(WHAT TO WORK ON)
A) Translate this sentence from the notes on topic modelling into Spanish: "Latent Dirichlet Allocation is a method to learn the topics and assign a probability for each item belonging to that topic."
B) Answer these questions using the notes on topic modelling:
(i) What does a topic consist of?
(ii) What is the goal of topic modelling for this topic?
(iii) What does the notebook do?
C) Extract the passage of the notes on topic modelling from "A topic consists" to "in the recommendation.".

### Topic modelling, Latent Dirichlet Allocation
Topic modelling means to assign each individual item to a fixed number of topics. 
Latent Dirichlet Allocation is a method to learn the topics and assign a probability for each item belonging to that topic.
A topic consists of a set of words found in a subset of the items. In the optimal case this set of words fit together.  
It doesn't spit out new words not found in the input data, and it also doesn't assign one overal term to to the topic (that's what I thought first).  

The goal of topic modelling for this topic is to be able to group courses and use these groupings in the recommendation.

This notebook does some simple tests. It must be noted however that most of it is inspired by others work. And it is just a first version.

Records from a collection:
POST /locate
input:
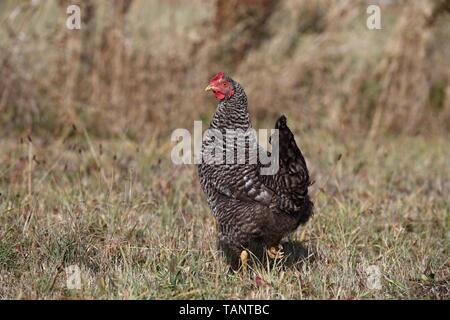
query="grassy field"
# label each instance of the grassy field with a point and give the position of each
(86, 116)
(139, 227)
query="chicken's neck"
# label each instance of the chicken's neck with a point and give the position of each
(233, 113)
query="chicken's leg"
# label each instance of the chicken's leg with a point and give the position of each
(275, 252)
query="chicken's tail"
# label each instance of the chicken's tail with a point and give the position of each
(293, 176)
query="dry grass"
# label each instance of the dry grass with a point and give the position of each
(86, 117)
(138, 227)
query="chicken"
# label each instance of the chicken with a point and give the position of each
(250, 208)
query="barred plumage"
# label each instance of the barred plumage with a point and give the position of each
(251, 208)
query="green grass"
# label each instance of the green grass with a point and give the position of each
(139, 227)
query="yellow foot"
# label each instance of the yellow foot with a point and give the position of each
(275, 253)
(244, 258)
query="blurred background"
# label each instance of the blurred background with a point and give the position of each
(86, 117)
(138, 67)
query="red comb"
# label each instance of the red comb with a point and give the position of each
(218, 76)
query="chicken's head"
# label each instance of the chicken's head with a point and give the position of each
(221, 86)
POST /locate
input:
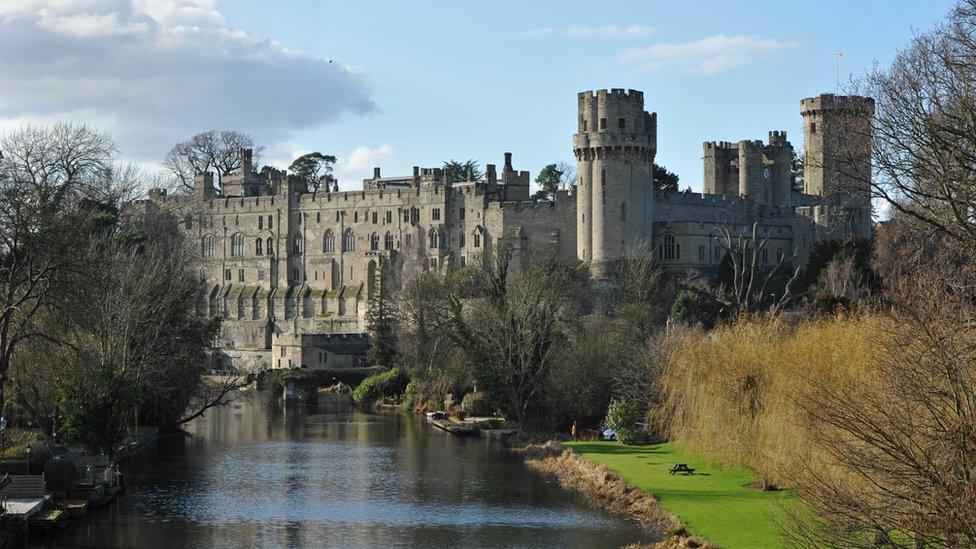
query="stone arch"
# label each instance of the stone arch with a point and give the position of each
(328, 241)
(433, 238)
(335, 274)
(669, 249)
(371, 279)
(237, 244)
(207, 245)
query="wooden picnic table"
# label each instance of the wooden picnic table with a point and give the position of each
(681, 468)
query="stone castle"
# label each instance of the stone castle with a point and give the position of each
(291, 270)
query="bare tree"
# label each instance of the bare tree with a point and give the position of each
(42, 172)
(900, 441)
(753, 272)
(513, 329)
(216, 151)
(922, 135)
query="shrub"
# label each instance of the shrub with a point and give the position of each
(831, 304)
(475, 404)
(623, 418)
(388, 383)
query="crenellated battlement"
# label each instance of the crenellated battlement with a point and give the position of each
(830, 102)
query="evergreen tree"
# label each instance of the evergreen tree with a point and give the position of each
(550, 180)
(664, 180)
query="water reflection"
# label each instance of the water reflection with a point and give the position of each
(267, 476)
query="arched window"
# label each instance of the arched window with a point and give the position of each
(207, 245)
(328, 241)
(603, 185)
(237, 244)
(669, 249)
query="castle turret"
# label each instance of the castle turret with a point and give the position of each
(752, 173)
(837, 156)
(779, 153)
(614, 147)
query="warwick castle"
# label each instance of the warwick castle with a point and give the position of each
(290, 270)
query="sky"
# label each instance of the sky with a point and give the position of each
(399, 84)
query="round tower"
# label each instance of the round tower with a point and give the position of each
(614, 146)
(837, 147)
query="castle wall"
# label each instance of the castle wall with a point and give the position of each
(284, 267)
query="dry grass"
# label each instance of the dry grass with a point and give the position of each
(606, 490)
(733, 394)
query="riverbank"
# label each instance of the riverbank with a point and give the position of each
(718, 504)
(606, 490)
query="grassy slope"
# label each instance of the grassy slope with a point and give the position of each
(714, 503)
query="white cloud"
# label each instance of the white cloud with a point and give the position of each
(576, 31)
(708, 55)
(359, 164)
(153, 72)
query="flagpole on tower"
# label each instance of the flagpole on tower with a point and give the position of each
(837, 70)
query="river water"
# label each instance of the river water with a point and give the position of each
(264, 475)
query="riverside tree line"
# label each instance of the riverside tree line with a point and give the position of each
(851, 381)
(96, 297)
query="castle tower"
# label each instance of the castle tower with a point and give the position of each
(837, 156)
(780, 155)
(614, 146)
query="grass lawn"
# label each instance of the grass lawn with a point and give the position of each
(714, 503)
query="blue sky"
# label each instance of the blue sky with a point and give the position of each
(415, 83)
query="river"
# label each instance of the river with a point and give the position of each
(263, 475)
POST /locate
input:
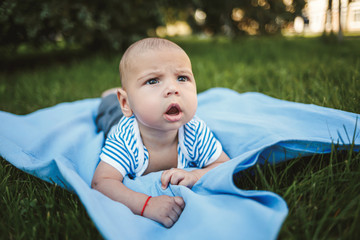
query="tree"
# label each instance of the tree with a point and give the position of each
(93, 24)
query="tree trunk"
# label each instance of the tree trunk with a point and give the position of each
(340, 33)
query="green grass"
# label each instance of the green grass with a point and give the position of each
(321, 191)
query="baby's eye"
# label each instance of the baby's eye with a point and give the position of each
(152, 81)
(183, 78)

(CORRECT ANSWERS)
A) La asignación latente de Dirichlet es un método para aprender los temas y asignar a cada elemento una probabilidad de pertenecer a ese tema.

B)
(i) A set of words found in a subset of the items.
(ii) To be able to group courses and use these groupings in the recommendation.
(iii) It does some simple tests.

C)
A topic consists of a set of words found in a subset of the items. In the optimal case this set of words fit together.  
It doesn't spit out new words not found in the input data, and it also doesn't assign one overal term to to the topic (that's what I thought first).  

The goal of topic modelling for this topic is to be able to group courses and use these groupings in the recommendation.